### Supplied material

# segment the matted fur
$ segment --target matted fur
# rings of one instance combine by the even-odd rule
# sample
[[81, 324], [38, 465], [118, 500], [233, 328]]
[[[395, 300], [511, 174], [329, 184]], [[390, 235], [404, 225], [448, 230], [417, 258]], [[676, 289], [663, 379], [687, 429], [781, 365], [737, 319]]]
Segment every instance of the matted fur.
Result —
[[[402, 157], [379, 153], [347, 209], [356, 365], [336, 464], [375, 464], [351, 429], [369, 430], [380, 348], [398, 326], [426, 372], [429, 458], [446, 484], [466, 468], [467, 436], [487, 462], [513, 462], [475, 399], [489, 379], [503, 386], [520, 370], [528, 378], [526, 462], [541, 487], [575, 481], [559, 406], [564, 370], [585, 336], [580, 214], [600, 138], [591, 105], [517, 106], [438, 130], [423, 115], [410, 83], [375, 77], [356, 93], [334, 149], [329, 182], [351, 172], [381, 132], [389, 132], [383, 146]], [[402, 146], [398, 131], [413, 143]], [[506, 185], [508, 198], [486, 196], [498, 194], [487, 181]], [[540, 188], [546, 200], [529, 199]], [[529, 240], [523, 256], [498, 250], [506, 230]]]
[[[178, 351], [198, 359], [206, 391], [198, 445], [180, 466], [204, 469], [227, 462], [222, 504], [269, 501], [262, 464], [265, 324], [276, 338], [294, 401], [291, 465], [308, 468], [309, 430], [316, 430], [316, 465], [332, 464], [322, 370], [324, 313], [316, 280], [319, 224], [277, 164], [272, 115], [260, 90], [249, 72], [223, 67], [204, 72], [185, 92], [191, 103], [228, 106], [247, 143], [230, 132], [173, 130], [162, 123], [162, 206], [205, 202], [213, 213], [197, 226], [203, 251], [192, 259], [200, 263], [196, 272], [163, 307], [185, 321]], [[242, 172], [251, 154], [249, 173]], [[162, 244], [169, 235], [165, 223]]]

### Exercise
Return each line above exactly.

### Response to this exercise
# segment the matted fur
$ segment --target matted fur
# rings of one instance combine by the even-odd rule
# sample
[[81, 324], [38, 465], [118, 500], [233, 328]]
[[[395, 300], [511, 174], [329, 184]], [[390, 235], [404, 225], [448, 230], [417, 258]], [[676, 289], [663, 379], [687, 429], [781, 365], [737, 319]]]
Segment every instance of the matted fur.
Result —
[[[402, 157], [379, 153], [347, 209], [356, 365], [336, 464], [375, 464], [351, 429], [369, 430], [380, 348], [398, 326], [426, 372], [429, 458], [446, 484], [466, 468], [467, 436], [487, 462], [513, 462], [475, 399], [489, 379], [503, 386], [520, 370], [528, 378], [526, 462], [541, 487], [575, 481], [559, 406], [564, 370], [585, 336], [580, 214], [600, 138], [591, 105], [517, 106], [438, 130], [423, 115], [410, 83], [375, 77], [356, 93], [334, 149], [329, 182], [351, 172], [381, 132], [389, 132], [383, 146]], [[402, 146], [398, 131], [413, 143]], [[506, 185], [508, 198], [486, 196], [498, 194], [487, 181]], [[540, 188], [546, 200], [529, 199]], [[529, 240], [523, 256], [498, 250], [506, 230]]]
[[[178, 351], [198, 359], [206, 391], [198, 445], [180, 466], [204, 469], [227, 462], [222, 504], [269, 501], [262, 464], [265, 324], [276, 338], [294, 401], [291, 465], [308, 468], [309, 430], [316, 430], [316, 465], [332, 464], [322, 370], [324, 313], [316, 280], [319, 224], [277, 164], [272, 115], [260, 90], [249, 72], [223, 67], [204, 72], [185, 92], [191, 103], [228, 106], [247, 143], [230, 132], [173, 130], [162, 123], [162, 206], [205, 202], [213, 213], [197, 226], [203, 251], [192, 259], [200, 263], [196, 272], [163, 307], [185, 321]], [[242, 172], [251, 154], [249, 173]], [[162, 244], [169, 235], [165, 223]]]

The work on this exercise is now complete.